[Text passage]
You might have irritable bowel syndrome (IBS)
Loose stool may also be a sign of irritable bowel syndrome, Dr. Ramdhaney says—though confusingly, constipation is also a sign of the same condition. That's because IBS comes in two versions. "IBS, irritable bowel syndrome, is a common digestive disease affecting millions of Americans that is divided into multiple sub-groups, one of the most common being IBS with constipation (IBS-C), the other IBS with diarrhea (IBS-D)," Dr. Braha says. "Most patients with IBS-C describe abdominal pain or discomfort, such as a belly ache or cramp, that is associated with constipation and quite frequently will improve after they have a bowel movement." Unfortunately, the cause isn't known, although Dr. Angle says an unbalanced microbiome might have something to with it. Right now, there is no cure. If your symptoms have been going on for at least six months, see your doctor for help in coming up with a management plan. Read how severe IBS-C nearly ruined this woman's life—until one treatment changed everything.

[Instructions for the task]
Rewrite the paragraph of the IBS passage that begins "Loose stool may also be a sign" as a short bulleted list that keeps its main facts. None of the rows is needed for the work on this page.

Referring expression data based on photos
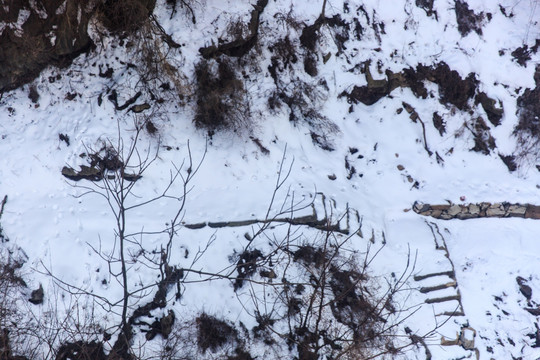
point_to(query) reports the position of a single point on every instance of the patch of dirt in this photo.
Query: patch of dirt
(452, 88)
(467, 20)
(246, 266)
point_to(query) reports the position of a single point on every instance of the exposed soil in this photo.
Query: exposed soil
(467, 20)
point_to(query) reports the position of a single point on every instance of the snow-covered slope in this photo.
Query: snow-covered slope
(370, 162)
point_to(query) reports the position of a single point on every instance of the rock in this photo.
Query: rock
(533, 311)
(440, 207)
(454, 210)
(139, 108)
(25, 52)
(532, 212)
(493, 112)
(36, 297)
(419, 207)
(495, 210)
(524, 288)
(166, 323)
(86, 172)
(466, 215)
(516, 210)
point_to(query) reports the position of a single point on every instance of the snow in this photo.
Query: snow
(50, 219)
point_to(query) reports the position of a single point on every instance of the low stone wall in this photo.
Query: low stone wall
(478, 210)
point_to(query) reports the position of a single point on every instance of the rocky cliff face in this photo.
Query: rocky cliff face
(35, 34)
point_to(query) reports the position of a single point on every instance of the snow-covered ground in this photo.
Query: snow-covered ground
(58, 224)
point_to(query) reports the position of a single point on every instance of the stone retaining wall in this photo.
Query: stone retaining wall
(478, 210)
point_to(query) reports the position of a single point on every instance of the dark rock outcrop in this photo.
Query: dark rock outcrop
(41, 33)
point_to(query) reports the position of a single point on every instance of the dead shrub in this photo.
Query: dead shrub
(213, 333)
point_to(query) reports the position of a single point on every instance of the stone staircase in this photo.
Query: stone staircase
(441, 291)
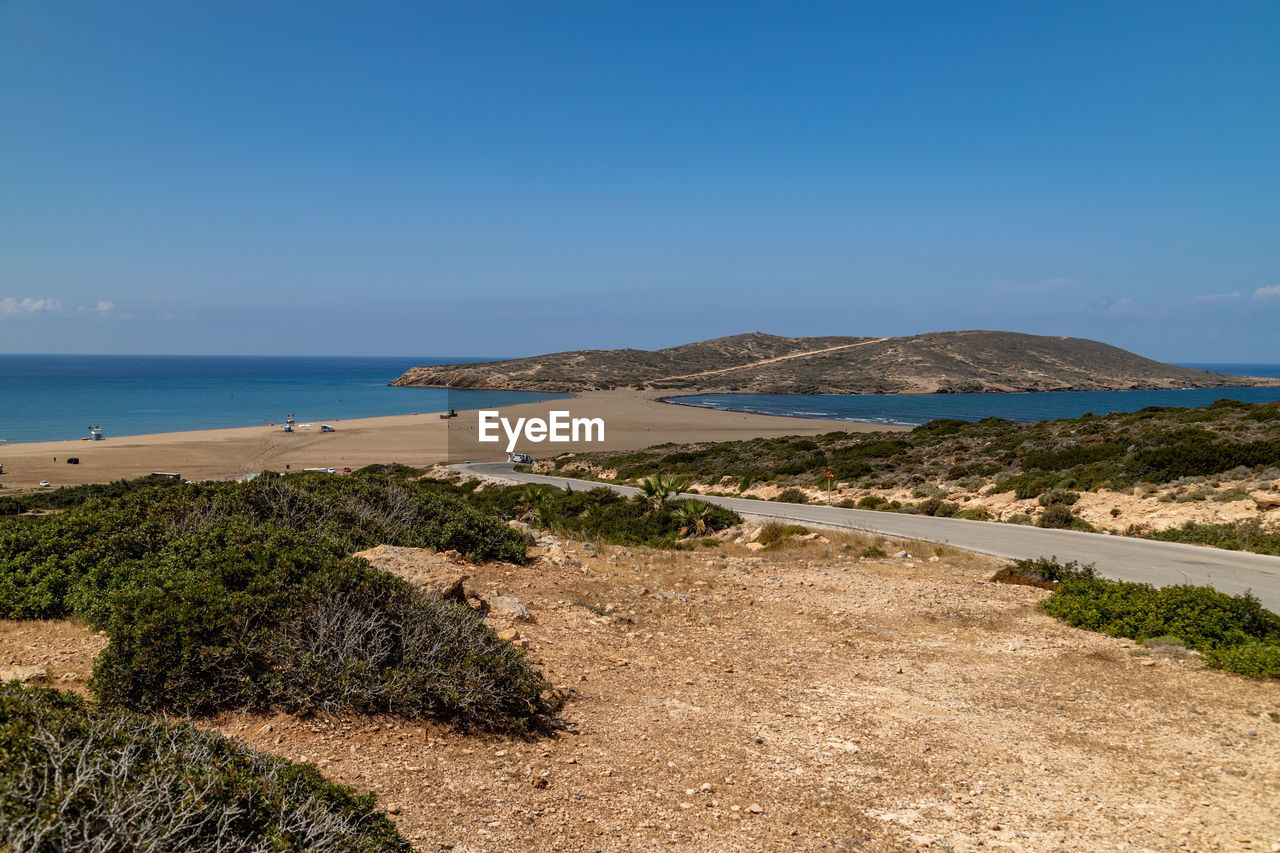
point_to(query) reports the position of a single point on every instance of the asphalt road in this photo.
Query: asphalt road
(1121, 557)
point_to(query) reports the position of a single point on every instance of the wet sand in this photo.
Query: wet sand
(634, 420)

[Answer box]
- According to Dr. Ramdhaney, loose stool may signal irritable bowel syndrome, and so can constipation, because IBS comes in two versions.
- Dr. Braha calls IBS a common digestive disease that affects millions of Americans. It is divided into sub-groups, and two of the most common are IBS with constipation (IBS-C) and IBS with diarrhea (IBS-D).
- Most IBS-C patients describe abdominal pain or discomfort tied to constipation, which often improves after a bowel movement.
- The cause is unknown, though Dr. Angle says an unbalanced microbiome might play a part.
- There is currently no cure.
- If symptoms have lasted at least six months, see a doctor for help with a management plan.